**Problem requirements:** Copy the lines below word for word. Start with the line that contains "Target: player's short beard" and continue through the last line, including both.
START
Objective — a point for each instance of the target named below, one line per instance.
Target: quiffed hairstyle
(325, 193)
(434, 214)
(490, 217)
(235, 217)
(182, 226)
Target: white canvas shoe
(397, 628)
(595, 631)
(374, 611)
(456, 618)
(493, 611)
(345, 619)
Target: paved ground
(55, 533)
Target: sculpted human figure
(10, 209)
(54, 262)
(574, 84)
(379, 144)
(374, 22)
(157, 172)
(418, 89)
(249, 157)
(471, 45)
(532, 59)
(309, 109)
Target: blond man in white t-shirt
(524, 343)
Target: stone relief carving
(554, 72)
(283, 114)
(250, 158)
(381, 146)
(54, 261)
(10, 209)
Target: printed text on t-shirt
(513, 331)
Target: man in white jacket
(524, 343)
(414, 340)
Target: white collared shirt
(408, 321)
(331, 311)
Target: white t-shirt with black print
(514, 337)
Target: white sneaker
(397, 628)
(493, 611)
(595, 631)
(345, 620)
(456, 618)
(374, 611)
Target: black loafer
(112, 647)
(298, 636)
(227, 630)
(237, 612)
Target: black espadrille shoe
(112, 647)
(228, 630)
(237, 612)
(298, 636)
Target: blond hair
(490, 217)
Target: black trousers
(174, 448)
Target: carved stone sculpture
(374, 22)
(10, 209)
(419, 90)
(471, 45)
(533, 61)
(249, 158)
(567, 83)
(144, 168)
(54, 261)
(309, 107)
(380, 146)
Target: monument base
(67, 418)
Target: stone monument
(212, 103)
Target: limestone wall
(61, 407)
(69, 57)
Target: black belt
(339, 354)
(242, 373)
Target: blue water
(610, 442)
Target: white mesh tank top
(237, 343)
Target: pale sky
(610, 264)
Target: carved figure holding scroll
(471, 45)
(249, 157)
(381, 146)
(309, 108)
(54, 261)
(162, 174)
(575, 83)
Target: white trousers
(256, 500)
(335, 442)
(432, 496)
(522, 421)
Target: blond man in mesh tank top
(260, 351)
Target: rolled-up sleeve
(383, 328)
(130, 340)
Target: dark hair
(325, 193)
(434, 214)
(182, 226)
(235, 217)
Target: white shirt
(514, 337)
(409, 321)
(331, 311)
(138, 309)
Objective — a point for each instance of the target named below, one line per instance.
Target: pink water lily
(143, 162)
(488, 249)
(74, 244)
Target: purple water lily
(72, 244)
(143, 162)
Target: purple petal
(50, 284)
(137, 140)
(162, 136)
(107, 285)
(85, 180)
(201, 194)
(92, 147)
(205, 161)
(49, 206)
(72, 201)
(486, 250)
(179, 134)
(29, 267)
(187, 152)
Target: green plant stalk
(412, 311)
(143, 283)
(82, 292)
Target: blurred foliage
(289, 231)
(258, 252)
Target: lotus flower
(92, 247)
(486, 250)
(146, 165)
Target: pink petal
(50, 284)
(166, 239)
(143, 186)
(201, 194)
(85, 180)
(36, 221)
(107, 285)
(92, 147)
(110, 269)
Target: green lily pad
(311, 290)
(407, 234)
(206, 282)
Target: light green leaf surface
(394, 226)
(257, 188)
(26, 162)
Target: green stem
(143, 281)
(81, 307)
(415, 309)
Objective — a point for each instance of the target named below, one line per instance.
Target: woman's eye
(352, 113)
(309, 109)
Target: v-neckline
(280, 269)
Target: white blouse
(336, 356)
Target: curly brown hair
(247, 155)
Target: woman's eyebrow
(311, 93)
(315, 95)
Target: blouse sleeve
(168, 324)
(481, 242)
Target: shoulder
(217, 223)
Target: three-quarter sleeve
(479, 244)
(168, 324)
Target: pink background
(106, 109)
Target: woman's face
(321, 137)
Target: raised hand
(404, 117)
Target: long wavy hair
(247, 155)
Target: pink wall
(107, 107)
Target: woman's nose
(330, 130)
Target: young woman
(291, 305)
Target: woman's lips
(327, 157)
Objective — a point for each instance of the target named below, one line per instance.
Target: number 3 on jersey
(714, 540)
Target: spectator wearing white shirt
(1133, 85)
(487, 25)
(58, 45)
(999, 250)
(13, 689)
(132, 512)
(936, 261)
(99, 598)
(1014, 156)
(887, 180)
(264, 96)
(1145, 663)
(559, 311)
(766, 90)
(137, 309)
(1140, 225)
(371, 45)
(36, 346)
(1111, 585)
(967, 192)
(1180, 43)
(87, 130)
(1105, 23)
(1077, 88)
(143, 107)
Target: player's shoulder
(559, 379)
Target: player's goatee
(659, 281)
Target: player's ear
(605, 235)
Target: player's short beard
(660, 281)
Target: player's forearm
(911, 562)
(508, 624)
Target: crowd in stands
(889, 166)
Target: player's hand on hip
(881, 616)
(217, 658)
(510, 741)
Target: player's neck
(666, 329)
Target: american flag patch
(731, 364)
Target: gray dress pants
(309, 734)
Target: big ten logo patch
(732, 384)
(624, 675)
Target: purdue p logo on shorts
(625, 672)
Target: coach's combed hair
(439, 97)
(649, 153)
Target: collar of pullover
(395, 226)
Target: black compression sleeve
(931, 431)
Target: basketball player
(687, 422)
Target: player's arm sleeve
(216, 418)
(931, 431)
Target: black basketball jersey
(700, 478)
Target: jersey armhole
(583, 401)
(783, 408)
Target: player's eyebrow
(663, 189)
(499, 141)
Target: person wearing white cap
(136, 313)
END
**The solution:**
Target: player's short beard
(660, 281)
Target: player's forearm
(911, 562)
(508, 624)
Target: crowd in stands
(889, 166)
Target: player's hand on hip
(881, 616)
(217, 658)
(510, 741)
Target: player's neck
(666, 329)
Target: american flag patch
(731, 364)
Target: gray dress pants
(309, 734)
Target: big ten logo patch
(732, 384)
(624, 675)
Target: purdue p logo on shorts
(625, 672)
Target: coach's combed hair
(439, 97)
(649, 153)
Target: collar of pullover
(395, 226)
Target: black compression sleeve
(931, 431)
Target: basketball player
(687, 422)
Target: player's arm sleeve
(216, 418)
(931, 431)
Target: black basketball jersey
(700, 478)
Target: jersey armhole
(583, 401)
(783, 408)
Target: player's eyebrow
(663, 189)
(499, 141)
Target: person wearing white cap
(136, 313)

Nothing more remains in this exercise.